◆ Instruction:
Transcribe the earnings remarks below word for word, in full.

─── Article

Adjusted gross billings increased nearly 3% year-over-year. We continue to see positive operating leverage due in part to our continuing efforts to hold the line on costs and focusing on solutions which have strong customer demand. I'm also pleased to announce that just after quarter end, we acquired SLAIT Consulting. We are very excited about this acquisition as it broadens our security solutions and services offerings and strengthens our geographic presence in the mid-Atlantic.

Our 8.1% increase in gross profit is due in part to a favorable business mix of increased product margins and services revenue. We also experienced higher margins in many of our product lines. For the quarter, our consolidated gross margin expanded a 170 basis points to 24% among the highest in our industry. These drove significant positive operating leverage results in the third quarter. Our gross profit grew 8.1% while our operating expenses grew only 4.3%. We will continue to focus on cost optimization while still ensuring that we have the optimal number and properly experienced customer-facing professionals to support our consistent migration to a services-led approach to customer engagement.

ePlus has a good track record of striking a balance between controlling costs and investing in our business. An example of this is that our headcount declined 1.5% on a year-over-year basis, but increased modestly on a sequential basis, as we added more client-facing professionals and highly skilled engineers in areas of current and emerging customer demand. In addition, security is an important business driver for ePlus and we continue to deepen our expertise in supporting and developing security solutions for our enterprise and mid-market customers.

──────
─── Extracted material

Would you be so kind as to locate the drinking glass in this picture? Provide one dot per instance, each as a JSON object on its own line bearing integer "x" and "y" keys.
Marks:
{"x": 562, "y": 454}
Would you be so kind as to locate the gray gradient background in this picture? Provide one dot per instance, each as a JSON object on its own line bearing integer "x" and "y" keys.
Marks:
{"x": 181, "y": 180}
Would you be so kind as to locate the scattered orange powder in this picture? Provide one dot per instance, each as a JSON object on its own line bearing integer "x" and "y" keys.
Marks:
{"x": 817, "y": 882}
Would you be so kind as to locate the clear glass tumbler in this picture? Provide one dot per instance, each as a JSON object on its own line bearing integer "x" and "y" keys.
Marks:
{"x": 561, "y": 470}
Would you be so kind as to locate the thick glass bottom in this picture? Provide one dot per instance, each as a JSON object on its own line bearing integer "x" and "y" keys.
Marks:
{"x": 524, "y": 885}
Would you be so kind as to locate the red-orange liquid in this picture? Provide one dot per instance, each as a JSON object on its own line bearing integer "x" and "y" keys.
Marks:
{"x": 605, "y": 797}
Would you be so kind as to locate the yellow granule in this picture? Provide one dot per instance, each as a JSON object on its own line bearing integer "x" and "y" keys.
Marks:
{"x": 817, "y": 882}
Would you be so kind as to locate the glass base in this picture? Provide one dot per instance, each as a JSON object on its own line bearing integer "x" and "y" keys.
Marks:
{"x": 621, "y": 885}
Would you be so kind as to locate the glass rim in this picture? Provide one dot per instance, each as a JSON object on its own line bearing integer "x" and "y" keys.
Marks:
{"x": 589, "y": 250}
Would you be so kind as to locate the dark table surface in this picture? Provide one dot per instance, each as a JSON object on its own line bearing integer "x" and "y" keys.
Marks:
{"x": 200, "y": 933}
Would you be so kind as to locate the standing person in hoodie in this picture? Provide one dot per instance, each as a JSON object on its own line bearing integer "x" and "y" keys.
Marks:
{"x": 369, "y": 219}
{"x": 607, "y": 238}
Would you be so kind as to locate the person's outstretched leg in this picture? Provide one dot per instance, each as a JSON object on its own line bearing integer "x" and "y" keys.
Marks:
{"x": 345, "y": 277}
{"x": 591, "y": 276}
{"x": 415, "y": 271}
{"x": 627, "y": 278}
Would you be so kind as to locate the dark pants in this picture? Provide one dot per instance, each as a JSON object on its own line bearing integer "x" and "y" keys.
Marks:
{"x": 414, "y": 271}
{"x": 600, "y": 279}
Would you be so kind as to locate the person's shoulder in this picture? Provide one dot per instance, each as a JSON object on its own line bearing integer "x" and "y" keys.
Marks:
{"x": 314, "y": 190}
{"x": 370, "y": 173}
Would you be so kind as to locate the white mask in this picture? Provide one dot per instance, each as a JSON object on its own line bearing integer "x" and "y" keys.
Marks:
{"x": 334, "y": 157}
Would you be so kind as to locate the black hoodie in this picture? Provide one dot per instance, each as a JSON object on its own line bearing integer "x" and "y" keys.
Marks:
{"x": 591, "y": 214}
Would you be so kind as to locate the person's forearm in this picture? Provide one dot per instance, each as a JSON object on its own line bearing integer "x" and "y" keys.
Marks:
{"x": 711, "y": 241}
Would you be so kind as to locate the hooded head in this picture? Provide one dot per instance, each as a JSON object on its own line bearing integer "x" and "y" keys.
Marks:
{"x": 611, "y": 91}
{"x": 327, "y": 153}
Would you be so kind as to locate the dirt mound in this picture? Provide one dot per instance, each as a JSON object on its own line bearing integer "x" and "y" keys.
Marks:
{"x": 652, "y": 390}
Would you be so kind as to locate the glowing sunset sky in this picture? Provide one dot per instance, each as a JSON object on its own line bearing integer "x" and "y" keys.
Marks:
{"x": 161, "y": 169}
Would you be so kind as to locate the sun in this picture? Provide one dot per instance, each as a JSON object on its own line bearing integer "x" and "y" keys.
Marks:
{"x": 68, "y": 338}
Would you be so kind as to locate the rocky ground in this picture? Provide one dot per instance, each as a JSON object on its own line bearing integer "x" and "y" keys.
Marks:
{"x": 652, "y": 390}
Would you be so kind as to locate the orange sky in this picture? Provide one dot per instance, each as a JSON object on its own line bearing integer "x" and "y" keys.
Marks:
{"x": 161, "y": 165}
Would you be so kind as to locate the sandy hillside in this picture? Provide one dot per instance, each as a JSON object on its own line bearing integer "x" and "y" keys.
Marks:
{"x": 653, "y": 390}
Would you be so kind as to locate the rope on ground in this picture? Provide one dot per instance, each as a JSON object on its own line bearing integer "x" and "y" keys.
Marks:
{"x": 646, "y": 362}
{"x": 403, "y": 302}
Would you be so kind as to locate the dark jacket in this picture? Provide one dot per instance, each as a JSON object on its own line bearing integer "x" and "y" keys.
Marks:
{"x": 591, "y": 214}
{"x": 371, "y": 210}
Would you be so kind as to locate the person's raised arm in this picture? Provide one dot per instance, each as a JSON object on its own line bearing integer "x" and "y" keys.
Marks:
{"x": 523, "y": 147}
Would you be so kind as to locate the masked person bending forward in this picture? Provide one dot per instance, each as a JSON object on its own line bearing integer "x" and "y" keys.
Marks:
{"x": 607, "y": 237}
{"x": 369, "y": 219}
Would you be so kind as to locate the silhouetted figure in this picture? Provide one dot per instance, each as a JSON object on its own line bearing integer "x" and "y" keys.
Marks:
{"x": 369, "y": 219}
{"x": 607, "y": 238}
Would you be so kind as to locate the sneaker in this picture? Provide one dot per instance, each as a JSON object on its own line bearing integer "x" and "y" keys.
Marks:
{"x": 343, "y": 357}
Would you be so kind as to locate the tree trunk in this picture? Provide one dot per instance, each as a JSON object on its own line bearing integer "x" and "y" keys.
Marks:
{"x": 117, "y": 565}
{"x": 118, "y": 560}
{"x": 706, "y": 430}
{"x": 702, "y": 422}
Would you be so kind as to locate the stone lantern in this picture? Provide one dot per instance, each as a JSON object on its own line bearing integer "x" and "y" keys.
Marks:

──────

◆ Final result:
Adjusted gross billings increased nearly 3% year-over-year. We continue to see positive operating leverage due in part to our continuing efforts to hold the line on costs and focusing on solutions which have strong customer demand. I'm also pleased to announce that just after quarter end, we acquired SLAIT Consulting. We are very excited about this acquisition as it broadens our security solutions and services offerings and strengthens our geographic presence in the mid-Atlantic.

Our 8.1% increase in gross profit is due in part to a favorable business mix of increased product margins and services revenue. We also experienced higher margins in many of our product lines. For the quarter, our consolidated gross margin expanded a 170 basis points to 24% among the highest in our industry. These drove significant positive operating leverage results in the third quarter. Our gross profit grew 8.1% while our operating expenses grew only 4.3%. We will continue to focus on cost optimization while still ensuring that we have the optimal number and properly experienced customer-facing professionals to support our consistent migration to a services-led approach to customer engagement.

ePlus has a good track record of striking a balance between controlling costs and investing in our business. An example of this is that our headcount declined 1.5% on a year-over-year basis, but increased modestly on a sequential basis, as we added more client-facing professionals and highly skilled engineers in areas of current and emerging customer demand. In addition, security is an important business driver for ePlus and we continue to deepen our expertise in supporting and developing security solutions for our enterprise and mid-market customers.